[start]

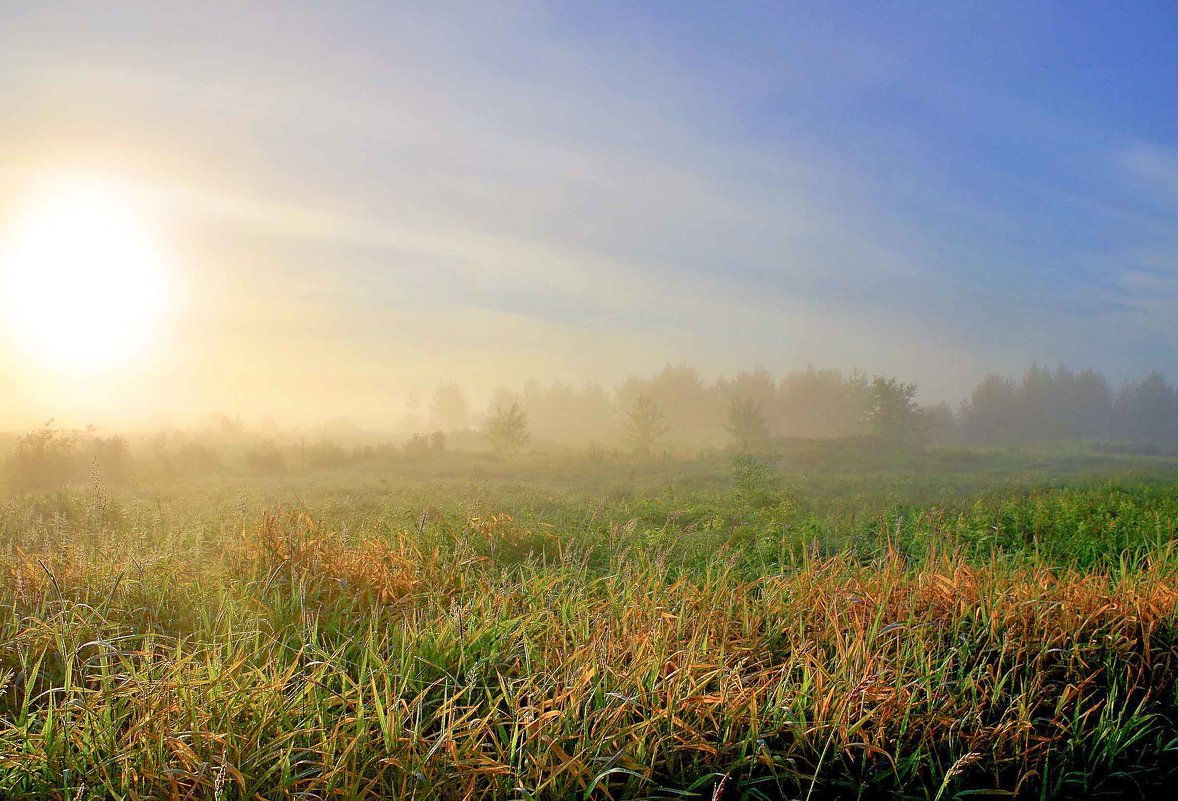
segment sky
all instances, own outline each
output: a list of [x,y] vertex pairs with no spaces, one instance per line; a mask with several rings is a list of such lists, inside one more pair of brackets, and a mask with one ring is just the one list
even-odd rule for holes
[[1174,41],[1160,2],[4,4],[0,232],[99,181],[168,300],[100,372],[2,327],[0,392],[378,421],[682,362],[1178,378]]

[end]
[start]

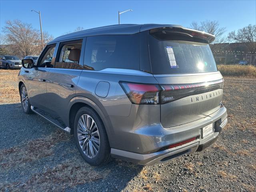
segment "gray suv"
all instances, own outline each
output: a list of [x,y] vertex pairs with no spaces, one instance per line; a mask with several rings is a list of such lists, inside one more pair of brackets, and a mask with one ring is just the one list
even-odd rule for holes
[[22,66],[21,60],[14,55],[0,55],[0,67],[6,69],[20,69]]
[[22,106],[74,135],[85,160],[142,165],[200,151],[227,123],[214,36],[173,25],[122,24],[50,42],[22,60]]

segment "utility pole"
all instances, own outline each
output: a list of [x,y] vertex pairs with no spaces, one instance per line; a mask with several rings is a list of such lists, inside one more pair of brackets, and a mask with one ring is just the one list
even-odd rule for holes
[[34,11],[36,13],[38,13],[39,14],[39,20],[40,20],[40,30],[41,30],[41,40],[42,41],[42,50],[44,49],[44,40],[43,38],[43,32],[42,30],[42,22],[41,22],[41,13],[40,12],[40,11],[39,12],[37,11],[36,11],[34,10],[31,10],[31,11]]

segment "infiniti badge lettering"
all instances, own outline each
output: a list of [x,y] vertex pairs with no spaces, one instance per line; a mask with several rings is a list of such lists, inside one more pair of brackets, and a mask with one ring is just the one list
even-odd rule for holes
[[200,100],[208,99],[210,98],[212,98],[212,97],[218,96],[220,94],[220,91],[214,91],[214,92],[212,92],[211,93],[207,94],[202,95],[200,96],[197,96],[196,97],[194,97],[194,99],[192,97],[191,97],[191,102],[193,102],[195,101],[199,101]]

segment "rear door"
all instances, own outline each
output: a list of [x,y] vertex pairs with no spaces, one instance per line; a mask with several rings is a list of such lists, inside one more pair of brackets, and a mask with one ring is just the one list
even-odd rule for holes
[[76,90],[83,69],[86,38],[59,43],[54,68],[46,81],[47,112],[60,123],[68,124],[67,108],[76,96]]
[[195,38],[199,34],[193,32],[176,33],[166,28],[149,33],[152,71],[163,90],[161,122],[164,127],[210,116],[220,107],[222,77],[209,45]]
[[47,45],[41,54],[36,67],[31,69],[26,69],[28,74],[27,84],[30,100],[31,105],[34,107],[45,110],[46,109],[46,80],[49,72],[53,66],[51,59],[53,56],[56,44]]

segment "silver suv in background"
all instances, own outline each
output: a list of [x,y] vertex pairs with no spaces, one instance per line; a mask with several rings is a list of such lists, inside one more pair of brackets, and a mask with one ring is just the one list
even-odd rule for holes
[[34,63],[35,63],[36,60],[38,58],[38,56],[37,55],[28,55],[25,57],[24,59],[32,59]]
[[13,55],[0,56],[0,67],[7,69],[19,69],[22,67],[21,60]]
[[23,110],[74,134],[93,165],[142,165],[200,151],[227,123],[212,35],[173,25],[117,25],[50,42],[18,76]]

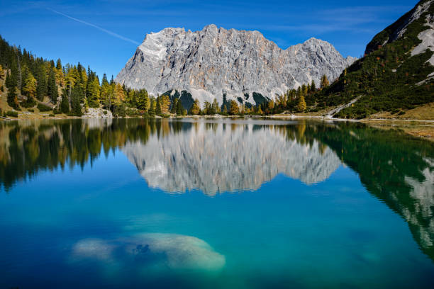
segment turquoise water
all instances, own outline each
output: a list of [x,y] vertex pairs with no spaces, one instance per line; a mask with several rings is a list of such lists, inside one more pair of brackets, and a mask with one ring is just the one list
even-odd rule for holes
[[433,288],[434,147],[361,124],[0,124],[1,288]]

[end]
[start]

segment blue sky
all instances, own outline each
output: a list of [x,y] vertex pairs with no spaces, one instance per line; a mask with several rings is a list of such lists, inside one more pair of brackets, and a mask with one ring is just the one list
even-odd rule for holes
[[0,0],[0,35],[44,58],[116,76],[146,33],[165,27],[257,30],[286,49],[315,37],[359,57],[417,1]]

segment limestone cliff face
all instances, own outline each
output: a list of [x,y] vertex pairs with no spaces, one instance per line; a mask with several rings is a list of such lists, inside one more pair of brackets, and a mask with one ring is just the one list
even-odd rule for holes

[end]

_Your objective_: Identify every line of the records that contains the string "segment" and copy each one out in full. Match case exactly.

_Final result_:
segment sky
segment "gray suv"
segment "utility pole"
segment "infiniti badge lettering"
segment "rear door"
segment "silver suv in background"
segment turquoise water
segment blue sky
segment limestone cliff face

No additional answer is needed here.